*Exercise details*
Turn every line of the items below into a JSON list of strings, one string per line, and skip any blank lines. Leave the pictures out.

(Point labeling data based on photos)
· · · ·

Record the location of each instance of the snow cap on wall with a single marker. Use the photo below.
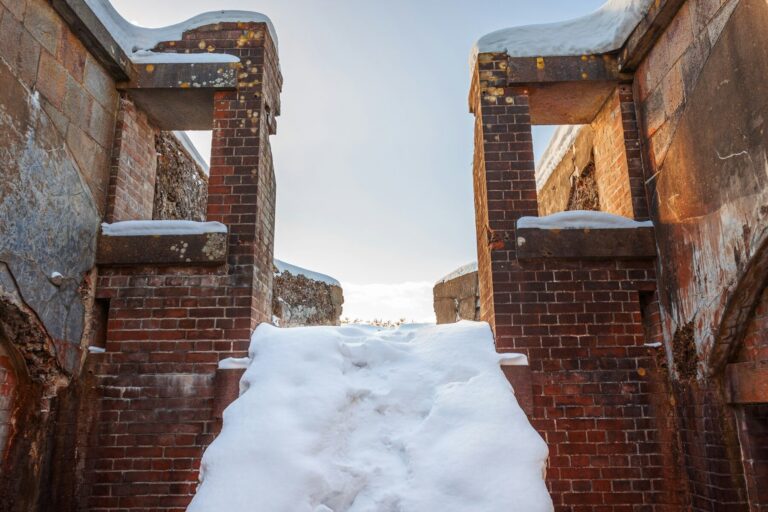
(605, 30)
(137, 42)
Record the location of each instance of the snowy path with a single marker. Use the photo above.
(358, 419)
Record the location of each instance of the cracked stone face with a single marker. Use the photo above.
(48, 219)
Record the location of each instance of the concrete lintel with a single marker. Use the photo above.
(647, 32)
(95, 36)
(179, 96)
(746, 383)
(590, 244)
(208, 249)
(585, 68)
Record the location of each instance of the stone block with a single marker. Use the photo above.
(46, 26)
(54, 87)
(99, 84)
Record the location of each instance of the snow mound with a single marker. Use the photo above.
(581, 219)
(605, 30)
(360, 419)
(137, 41)
(461, 271)
(309, 274)
(161, 227)
(562, 140)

· · · ·

*Result below*
[
  "Record the location of each instance of the snow cap on wall with a single marker. Use the photo below.",
  "(605, 30)",
  "(137, 42)",
  "Record the location of each instance of the snowy path with a single marker. Use the photo above.",
  "(358, 419)",
  "Record the location of each instance of the cracked stone face with a single marker. Use the photo above.",
  "(48, 219)",
  "Record the location of each instance of the concrete lintel with a single marker. Use the photo above.",
  "(647, 32)",
  "(95, 36)",
  "(179, 96)",
  "(746, 383)",
  "(590, 244)",
  "(208, 249)",
  "(585, 68)",
  "Record the location of each instance of the stone block with a single marker. Use the photo above.",
  "(46, 26)",
  "(54, 87)",
  "(99, 84)",
  "Record the location of each instance of the snow mound with a single marker. Use the photo above.",
  "(581, 219)",
  "(605, 30)",
  "(360, 419)",
  "(137, 41)",
  "(461, 271)",
  "(309, 274)",
  "(161, 227)",
  "(562, 140)"
]